**** Records provided ****

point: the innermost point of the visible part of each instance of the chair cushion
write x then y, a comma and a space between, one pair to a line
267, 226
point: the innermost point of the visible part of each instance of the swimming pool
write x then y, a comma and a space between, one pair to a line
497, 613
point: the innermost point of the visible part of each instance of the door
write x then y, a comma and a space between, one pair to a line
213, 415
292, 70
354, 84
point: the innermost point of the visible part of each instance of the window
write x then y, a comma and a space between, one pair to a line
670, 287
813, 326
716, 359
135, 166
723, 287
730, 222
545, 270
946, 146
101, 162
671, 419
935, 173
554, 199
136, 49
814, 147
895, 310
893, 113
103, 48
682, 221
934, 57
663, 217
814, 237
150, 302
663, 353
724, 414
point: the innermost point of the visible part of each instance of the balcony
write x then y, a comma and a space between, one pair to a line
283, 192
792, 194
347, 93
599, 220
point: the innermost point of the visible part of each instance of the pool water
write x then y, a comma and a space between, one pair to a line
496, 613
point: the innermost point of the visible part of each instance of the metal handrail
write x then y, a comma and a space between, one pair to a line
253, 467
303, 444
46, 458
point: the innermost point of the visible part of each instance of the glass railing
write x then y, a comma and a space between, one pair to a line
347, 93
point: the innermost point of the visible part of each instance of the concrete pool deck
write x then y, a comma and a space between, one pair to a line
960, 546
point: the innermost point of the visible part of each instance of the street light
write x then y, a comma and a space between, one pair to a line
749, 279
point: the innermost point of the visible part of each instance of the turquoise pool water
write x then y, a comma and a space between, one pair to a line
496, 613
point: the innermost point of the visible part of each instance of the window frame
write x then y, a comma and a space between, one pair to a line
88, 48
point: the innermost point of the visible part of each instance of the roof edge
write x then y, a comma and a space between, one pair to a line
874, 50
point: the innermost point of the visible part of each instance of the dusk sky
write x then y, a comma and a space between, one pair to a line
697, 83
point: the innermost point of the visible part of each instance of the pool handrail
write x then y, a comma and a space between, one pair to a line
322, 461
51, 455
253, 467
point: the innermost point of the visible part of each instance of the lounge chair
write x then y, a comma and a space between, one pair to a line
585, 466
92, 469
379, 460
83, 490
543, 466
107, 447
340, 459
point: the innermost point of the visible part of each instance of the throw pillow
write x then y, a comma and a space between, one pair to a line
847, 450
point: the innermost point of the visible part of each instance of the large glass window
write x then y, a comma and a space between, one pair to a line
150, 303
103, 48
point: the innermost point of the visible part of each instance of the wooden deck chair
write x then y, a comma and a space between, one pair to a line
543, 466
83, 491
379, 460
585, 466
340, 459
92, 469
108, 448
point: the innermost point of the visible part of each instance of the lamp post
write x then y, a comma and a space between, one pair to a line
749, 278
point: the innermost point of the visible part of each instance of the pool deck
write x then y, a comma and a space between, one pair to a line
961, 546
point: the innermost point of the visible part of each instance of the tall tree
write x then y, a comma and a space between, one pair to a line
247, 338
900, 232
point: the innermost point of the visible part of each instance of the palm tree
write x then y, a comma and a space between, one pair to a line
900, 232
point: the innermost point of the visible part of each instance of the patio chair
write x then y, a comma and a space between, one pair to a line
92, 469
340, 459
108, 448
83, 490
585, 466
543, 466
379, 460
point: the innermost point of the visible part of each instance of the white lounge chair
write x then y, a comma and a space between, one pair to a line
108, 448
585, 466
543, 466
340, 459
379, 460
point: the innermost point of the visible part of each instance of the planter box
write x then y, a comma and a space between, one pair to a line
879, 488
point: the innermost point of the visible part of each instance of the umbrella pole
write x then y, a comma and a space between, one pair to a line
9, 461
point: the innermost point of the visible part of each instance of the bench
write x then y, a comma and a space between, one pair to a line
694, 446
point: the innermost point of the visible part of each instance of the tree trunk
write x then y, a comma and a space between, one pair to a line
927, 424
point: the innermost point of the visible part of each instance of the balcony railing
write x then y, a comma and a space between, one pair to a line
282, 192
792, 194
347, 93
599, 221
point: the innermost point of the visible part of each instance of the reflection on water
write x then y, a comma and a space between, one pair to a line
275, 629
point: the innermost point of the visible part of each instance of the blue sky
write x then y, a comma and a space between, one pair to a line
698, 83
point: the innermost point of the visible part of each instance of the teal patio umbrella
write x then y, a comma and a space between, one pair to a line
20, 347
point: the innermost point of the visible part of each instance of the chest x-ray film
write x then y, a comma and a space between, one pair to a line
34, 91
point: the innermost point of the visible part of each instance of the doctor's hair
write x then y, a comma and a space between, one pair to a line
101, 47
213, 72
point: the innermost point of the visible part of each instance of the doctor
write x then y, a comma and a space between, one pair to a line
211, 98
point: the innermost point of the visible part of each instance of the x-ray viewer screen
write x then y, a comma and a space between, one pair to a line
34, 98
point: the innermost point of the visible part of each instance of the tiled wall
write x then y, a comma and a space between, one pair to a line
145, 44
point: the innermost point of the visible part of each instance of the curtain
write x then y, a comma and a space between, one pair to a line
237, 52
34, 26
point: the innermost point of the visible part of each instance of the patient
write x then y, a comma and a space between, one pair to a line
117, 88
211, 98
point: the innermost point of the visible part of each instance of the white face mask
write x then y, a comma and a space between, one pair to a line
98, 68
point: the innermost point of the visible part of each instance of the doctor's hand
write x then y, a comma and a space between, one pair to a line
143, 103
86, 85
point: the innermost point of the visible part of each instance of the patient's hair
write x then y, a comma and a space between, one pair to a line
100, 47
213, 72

****

Repeat word for word each line from the one with "white face mask" to the end of the records above, inclusive.

## Answer in full:
point: the innermost point of the visible part of each instance of the white face mask
write x then y, a comma and a space between, one pair to a line
98, 68
point: the innermost point of the visible part of each instance of the doctor's hand
write x then y, a comma and a space between, one pair to a line
143, 103
86, 85
point: the innermost point of the visible part of each instance of the patient's hair
write x then y, a comma and a space between, one pair to a line
100, 47
213, 72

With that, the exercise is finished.